=== Section Start ===

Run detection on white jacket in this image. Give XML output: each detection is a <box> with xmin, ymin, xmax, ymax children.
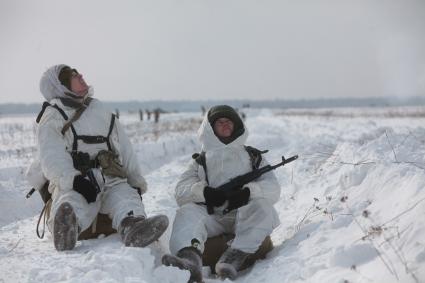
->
<box><xmin>28</xmin><ymin>97</ymin><xmax>147</xmax><ymax>195</ymax></box>
<box><xmin>28</xmin><ymin>64</ymin><xmax>147</xmax><ymax>194</ymax></box>
<box><xmin>175</xmin><ymin>112</ymin><xmax>281</xmax><ymax>208</ymax></box>
<box><xmin>27</xmin><ymin>65</ymin><xmax>147</xmax><ymax>193</ymax></box>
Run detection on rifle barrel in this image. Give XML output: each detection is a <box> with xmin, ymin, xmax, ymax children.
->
<box><xmin>270</xmin><ymin>155</ymin><xmax>298</xmax><ymax>169</ymax></box>
<box><xmin>285</xmin><ymin>155</ymin><xmax>299</xmax><ymax>163</ymax></box>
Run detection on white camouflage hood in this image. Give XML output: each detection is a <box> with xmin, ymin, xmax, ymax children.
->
<box><xmin>198</xmin><ymin>109</ymin><xmax>248</xmax><ymax>151</ymax></box>
<box><xmin>39</xmin><ymin>64</ymin><xmax>92</xmax><ymax>102</ymax></box>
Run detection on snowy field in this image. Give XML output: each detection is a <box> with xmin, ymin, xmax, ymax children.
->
<box><xmin>1</xmin><ymin>107</ymin><xmax>425</xmax><ymax>283</ymax></box>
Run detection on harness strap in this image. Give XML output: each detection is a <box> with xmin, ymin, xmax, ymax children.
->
<box><xmin>36</xmin><ymin>199</ymin><xmax>52</xmax><ymax>239</ymax></box>
<box><xmin>37</xmin><ymin>100</ymin><xmax>115</xmax><ymax>152</ymax></box>
<box><xmin>36</xmin><ymin>102</ymin><xmax>69</xmax><ymax>123</ymax></box>
<box><xmin>136</xmin><ymin>187</ymin><xmax>143</xmax><ymax>202</ymax></box>
<box><xmin>71</xmin><ymin>126</ymin><xmax>78</xmax><ymax>151</ymax></box>
<box><xmin>77</xmin><ymin>135</ymin><xmax>108</xmax><ymax>144</ymax></box>
<box><xmin>36</xmin><ymin>102</ymin><xmax>51</xmax><ymax>123</ymax></box>
<box><xmin>52</xmin><ymin>105</ymin><xmax>69</xmax><ymax>120</ymax></box>
<box><xmin>106</xmin><ymin>114</ymin><xmax>116</xmax><ymax>151</ymax></box>
<box><xmin>192</xmin><ymin>152</ymin><xmax>208</xmax><ymax>184</ymax></box>
<box><xmin>244</xmin><ymin>146</ymin><xmax>268</xmax><ymax>170</ymax></box>
<box><xmin>61</xmin><ymin>97</ymin><xmax>93</xmax><ymax>135</ymax></box>
<box><xmin>71</xmin><ymin>114</ymin><xmax>115</xmax><ymax>152</ymax></box>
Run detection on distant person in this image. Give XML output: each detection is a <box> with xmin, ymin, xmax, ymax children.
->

=== Section End ===

:: YOUR INSTRUCTIONS ::
For the data above, state only how many lines include the word "white".

:: SOLUTION FOR THIS EXERCISE ::
2